Instructions to follow> In the forum excerpt about winemaking, what size is the walk-in cooler in the barn?

Extract provided>
•••
If you have a walk in capable of 32F not being used I'd say you have the perfect solution. If you get it down to temp I don't see any reason to use the frozen jugs.


----------



## franc1969

cenk57 said:


> I just read the majority of this great thread! Very good information indeed. There were many mentions of "chillers" and diy cool boxes made from chest freezers. But I was wondering, would a walk in type cooler work for cold soaking and cooler ferments? If there was a mention of that here, I missed it so I would apologize. Reason being, we have a 14x14 walk in cooler in our barn that is used for storing produce in the warmer months. It can easily cool down to 32F. I ferment mostly in 20 gallon brut containers. I have never used the cooler in winemaking (don't know why). It seems like it would be a perfect answer to this. Cold soak for 2-3 days, then increase the ambient temp in the cooler to the ideal fermenting temp (or a few degrees lower). To drop the temps fast, I was thinking of tossing in a couple of frozen jugs when I place the containers in the cooler. Does anyone use a walk in cooler for this sort of thing?


I would be jumping for joy! I have someone I know with a walkin in his barn, thought of asking to use it for fermentation, but for the half hour to get there.
•••
Region descriptions in natural language>
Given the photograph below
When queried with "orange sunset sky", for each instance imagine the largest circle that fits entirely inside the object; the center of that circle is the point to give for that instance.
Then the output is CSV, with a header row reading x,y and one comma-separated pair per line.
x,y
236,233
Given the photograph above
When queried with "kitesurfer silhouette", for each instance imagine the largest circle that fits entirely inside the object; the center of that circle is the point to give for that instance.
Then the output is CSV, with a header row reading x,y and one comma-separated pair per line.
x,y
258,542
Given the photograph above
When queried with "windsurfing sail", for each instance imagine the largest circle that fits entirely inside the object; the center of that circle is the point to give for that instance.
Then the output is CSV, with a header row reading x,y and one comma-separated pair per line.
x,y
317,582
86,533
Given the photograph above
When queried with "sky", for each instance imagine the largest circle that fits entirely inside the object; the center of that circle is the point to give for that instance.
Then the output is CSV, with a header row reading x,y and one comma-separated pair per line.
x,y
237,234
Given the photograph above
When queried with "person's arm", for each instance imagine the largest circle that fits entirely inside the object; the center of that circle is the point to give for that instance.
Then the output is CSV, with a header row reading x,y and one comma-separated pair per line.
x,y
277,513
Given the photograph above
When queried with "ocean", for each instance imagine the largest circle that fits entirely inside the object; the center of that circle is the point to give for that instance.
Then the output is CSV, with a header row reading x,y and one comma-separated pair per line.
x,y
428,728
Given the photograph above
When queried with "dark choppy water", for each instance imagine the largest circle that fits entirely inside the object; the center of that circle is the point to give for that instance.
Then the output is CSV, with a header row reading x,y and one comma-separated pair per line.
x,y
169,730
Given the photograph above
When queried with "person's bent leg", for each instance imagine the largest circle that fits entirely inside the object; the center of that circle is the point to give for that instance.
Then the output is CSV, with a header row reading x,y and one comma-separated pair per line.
•••
Solution below> 14x14